• WHAT YOU NEED TO DO:
Please edit the stretch of the interview excerpt from "I knew in 1973" through "him back then?", putting "Arkansan" in place of "Southerner".

Vernon Jordan, a close friend of Clinton and former head of the National Urban League and Chairman of the
Clinton Transition Committee. He is a frequent golfing partner of the President.
FL: Would you talk a bit about how long you've known Bill Clinton and when
you first met and then how the friendship evolved over the years?
Well, I've known the President since 1973, about. It was during my tenuous [tenure as?]
President of the National Urban League. I met him at a meeting of Urban
Leaguers in Little Rock. A meeting having to do with some aspect of job
opportunity, jobs, discrimination, as it were. It was a meeting of
considerable interest to him. Race has always been of great interest to him,
and he showed up. He was there. The First Lady I met in 1969 at Ft. Collins,
Colorado at a meeting convened by the League of Women Voters. She was at that
time, I think, a senior in college, or there about. Or just going to law
school, I'm not sure which. And it was a meeting convened by Lucy Benson who
was then the President of the League of Women Voters. Willie Brown and I were
sort of there to speak about black political participation, both in the South
and in the West and to share experiences with the League of Women Voters. And
so I met the First Lady then. Then in Arkansas I met the President.
I knew in 1973 that some day this young, exciting Southerner, lawyer, would
run for President, and I thought he'd win and I was right.
FL: What were your specific first impressions of him back then?

• LISTING:
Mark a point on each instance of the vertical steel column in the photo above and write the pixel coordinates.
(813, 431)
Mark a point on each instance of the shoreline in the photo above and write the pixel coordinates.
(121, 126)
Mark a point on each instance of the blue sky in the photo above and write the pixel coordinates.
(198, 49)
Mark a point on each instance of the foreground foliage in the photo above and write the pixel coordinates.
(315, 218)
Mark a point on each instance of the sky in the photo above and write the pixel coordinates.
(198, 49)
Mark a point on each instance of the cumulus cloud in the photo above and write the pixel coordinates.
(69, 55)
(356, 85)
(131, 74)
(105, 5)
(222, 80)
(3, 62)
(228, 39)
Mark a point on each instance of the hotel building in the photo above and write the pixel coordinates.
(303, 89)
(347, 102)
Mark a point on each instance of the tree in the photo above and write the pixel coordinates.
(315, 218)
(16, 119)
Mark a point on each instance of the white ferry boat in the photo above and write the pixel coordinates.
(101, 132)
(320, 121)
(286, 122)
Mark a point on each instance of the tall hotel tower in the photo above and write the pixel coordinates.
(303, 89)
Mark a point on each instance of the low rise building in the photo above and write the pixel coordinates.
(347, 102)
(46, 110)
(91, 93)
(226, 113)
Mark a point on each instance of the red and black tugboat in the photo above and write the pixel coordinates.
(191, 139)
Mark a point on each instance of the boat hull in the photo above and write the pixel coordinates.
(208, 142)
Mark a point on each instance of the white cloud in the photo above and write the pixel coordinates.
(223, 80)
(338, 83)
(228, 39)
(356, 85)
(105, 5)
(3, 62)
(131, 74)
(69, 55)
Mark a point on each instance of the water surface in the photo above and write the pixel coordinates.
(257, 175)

• RESPONSE TO THE EXERCISE:
I knew in 1973 that some day this young, exciting Arkansan, lawyer, would
run for President, and I thought he'd win and I was right.
FL: What were your specific first impressions of him back then?